Written exercise:
From the data below, select and copy every line that contains the string "with" and note that the match is case-sensitive.
########
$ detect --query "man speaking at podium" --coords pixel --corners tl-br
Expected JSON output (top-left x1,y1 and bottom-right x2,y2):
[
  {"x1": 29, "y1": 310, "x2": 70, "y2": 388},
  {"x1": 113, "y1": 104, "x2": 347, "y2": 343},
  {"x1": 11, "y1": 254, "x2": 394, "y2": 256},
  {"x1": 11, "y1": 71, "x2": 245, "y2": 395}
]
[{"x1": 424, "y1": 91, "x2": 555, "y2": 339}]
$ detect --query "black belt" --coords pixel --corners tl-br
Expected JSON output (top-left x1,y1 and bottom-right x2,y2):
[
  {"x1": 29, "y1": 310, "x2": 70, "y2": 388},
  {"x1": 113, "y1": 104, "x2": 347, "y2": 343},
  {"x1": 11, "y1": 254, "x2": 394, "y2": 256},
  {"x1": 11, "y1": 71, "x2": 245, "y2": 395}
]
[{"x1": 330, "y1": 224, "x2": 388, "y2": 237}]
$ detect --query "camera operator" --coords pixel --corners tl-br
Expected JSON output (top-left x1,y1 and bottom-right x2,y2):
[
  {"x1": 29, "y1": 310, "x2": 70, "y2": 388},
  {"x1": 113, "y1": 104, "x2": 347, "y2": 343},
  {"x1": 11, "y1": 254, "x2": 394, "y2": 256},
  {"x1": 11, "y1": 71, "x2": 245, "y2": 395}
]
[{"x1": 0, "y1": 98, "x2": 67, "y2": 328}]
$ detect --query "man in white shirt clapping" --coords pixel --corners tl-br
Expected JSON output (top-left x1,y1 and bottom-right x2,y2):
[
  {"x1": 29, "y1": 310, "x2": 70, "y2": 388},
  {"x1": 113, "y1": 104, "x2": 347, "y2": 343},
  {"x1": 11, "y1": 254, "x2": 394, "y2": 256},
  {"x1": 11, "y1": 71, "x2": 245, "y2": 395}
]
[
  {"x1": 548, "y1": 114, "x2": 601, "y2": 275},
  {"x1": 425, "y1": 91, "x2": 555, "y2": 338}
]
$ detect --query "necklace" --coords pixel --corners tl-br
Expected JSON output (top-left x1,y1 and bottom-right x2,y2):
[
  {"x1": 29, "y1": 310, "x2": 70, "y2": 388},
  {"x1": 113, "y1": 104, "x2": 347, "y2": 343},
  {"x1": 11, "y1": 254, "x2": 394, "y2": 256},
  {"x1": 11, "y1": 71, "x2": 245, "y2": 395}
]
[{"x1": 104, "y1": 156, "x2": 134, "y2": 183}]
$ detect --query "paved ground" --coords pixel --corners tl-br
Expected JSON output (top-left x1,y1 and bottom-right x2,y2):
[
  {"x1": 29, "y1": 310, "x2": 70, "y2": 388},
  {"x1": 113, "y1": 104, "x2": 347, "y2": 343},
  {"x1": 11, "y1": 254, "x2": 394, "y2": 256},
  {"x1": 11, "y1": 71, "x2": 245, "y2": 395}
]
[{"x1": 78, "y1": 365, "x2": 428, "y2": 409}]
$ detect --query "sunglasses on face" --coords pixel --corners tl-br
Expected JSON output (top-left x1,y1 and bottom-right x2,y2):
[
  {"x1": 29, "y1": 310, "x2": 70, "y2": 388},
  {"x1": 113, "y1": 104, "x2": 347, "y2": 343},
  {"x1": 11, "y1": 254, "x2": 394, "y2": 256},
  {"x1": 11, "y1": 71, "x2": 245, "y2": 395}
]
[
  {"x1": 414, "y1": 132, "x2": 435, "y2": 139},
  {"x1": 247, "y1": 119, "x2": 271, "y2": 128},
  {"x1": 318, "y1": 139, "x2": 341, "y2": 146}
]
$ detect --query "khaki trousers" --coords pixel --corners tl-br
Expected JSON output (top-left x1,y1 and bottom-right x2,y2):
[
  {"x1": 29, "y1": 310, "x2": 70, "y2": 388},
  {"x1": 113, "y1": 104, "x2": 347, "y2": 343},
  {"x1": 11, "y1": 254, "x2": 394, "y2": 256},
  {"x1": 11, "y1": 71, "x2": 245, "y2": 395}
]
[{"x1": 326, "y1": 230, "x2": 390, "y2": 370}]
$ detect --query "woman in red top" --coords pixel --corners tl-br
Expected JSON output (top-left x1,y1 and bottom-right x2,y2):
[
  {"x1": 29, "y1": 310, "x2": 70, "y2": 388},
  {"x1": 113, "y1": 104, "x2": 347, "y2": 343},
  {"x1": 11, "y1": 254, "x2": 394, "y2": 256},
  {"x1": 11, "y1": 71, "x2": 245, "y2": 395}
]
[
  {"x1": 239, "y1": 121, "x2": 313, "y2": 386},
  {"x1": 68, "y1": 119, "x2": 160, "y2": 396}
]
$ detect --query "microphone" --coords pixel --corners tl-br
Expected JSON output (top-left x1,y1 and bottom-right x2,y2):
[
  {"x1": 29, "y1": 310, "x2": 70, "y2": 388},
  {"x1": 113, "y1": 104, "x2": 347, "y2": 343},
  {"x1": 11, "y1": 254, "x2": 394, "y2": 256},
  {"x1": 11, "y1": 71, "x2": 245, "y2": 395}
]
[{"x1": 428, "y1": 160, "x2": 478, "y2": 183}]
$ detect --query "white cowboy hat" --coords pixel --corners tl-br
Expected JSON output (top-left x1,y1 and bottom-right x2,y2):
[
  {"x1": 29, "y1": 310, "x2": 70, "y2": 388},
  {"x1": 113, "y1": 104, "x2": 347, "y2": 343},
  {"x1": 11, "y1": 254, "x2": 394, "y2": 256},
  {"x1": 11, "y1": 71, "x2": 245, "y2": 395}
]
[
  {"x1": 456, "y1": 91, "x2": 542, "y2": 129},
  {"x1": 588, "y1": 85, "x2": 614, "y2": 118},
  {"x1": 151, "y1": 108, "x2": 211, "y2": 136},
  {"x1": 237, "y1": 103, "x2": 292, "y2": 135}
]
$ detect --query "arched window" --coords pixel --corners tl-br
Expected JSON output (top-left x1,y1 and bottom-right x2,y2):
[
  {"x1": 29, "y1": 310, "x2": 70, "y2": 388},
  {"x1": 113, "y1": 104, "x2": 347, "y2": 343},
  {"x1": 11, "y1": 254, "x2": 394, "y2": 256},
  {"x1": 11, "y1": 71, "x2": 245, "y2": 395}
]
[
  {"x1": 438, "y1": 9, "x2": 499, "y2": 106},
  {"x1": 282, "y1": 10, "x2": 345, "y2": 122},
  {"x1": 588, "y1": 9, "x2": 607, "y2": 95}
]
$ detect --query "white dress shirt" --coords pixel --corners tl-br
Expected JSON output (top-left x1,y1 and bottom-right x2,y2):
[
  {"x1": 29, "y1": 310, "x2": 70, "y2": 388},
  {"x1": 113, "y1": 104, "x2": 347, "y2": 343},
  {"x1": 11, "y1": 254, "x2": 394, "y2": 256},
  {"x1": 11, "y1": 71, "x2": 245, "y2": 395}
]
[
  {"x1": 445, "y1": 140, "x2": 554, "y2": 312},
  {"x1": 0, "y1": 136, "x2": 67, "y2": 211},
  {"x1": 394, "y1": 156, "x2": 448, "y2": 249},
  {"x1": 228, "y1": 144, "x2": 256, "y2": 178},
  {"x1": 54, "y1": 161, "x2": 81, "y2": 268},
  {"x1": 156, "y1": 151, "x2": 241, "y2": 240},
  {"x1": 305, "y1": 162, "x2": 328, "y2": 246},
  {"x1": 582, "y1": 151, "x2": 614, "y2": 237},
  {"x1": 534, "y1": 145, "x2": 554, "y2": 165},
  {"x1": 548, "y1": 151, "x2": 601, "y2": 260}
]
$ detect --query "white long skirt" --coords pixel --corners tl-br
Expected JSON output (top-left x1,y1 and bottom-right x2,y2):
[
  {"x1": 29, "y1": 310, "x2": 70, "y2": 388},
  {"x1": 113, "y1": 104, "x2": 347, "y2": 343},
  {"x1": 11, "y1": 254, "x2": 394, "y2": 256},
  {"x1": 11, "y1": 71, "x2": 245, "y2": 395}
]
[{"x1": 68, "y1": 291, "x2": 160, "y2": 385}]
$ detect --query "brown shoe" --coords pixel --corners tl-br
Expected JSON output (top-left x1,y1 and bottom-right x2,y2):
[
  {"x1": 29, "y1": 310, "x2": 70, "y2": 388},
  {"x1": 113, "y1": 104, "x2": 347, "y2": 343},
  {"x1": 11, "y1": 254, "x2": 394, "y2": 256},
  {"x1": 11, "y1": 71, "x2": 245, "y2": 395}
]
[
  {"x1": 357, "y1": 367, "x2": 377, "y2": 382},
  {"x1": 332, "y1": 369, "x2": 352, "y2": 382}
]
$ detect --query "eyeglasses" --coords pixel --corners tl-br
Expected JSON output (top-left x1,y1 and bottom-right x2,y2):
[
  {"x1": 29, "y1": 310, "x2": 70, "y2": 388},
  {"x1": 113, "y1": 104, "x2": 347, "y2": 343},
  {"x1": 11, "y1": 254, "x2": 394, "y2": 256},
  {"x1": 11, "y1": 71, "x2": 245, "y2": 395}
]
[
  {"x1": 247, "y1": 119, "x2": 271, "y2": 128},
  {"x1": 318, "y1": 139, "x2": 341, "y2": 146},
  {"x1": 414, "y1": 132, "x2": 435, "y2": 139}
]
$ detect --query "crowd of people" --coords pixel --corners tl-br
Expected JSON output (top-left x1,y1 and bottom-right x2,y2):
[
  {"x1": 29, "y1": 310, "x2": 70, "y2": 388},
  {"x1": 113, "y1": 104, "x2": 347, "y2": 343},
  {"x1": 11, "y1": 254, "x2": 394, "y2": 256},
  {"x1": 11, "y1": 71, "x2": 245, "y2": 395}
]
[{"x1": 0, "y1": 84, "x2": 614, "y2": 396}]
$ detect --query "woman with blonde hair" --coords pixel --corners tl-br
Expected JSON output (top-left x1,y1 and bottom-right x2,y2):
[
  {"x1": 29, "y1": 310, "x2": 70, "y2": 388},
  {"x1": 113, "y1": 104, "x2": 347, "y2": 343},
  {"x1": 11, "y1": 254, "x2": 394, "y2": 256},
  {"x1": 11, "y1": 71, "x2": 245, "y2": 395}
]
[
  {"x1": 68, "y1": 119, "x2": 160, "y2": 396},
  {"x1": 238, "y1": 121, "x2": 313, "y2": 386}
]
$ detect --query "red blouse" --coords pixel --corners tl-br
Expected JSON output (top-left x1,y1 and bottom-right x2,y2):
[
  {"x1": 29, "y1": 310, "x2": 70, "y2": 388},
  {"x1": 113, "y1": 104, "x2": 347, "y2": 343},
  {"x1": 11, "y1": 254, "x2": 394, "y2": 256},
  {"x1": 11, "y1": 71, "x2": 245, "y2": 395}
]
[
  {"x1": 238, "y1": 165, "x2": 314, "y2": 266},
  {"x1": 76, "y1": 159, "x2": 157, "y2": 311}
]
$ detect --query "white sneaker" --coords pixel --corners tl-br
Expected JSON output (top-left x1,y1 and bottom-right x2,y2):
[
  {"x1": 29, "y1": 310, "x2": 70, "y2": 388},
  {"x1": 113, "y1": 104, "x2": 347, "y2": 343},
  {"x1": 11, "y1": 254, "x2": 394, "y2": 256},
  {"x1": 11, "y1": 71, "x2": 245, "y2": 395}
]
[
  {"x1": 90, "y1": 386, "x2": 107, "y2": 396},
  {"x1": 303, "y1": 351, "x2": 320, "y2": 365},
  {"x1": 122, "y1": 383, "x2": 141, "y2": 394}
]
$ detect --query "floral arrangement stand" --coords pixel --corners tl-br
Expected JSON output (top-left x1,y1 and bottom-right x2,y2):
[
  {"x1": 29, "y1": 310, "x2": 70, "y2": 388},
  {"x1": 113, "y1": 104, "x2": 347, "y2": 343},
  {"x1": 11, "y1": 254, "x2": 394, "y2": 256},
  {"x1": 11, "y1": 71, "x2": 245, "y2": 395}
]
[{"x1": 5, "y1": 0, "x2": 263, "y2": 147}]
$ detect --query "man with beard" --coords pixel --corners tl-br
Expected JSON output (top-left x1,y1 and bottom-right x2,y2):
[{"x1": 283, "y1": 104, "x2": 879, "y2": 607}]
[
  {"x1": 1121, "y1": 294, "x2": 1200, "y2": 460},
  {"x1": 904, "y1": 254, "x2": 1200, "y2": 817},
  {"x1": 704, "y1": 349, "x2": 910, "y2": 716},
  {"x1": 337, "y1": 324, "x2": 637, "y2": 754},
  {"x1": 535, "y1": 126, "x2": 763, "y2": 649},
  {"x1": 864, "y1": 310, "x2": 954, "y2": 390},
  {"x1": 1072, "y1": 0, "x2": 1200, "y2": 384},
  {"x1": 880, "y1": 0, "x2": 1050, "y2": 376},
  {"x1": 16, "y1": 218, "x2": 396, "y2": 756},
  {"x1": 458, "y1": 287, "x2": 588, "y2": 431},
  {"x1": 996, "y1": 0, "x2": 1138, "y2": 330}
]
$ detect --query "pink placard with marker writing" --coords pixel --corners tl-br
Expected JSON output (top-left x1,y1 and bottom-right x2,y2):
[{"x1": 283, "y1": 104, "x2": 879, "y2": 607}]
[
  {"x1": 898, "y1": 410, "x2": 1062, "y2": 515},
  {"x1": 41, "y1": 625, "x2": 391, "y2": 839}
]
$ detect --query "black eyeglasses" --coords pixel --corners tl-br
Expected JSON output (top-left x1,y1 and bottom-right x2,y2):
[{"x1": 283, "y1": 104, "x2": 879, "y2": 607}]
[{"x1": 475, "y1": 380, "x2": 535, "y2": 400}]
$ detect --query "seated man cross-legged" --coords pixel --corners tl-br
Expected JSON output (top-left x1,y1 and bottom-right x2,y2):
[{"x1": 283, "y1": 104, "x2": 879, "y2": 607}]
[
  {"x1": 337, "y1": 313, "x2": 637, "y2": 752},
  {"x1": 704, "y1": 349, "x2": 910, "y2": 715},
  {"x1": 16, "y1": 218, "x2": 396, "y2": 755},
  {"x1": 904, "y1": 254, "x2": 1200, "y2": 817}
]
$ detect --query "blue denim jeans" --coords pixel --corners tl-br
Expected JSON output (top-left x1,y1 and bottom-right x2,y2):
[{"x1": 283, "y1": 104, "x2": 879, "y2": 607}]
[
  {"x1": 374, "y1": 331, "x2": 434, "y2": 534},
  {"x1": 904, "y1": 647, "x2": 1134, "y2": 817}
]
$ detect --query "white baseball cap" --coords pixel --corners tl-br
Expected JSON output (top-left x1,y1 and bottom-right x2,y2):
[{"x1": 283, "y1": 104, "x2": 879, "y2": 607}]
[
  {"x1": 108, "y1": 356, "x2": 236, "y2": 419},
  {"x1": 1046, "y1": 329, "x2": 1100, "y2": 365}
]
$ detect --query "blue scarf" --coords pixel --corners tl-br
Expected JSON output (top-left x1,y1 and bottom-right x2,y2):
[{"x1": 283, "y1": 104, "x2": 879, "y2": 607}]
########
Task solution:
$ detect --query "woman with blonde hair" --coords pixel --corners tl-br
$ detect --query "man with beard" --coords pixel --corners tl-br
$ detect --query "pink placard with marker writing" --coords pixel --corners tl-br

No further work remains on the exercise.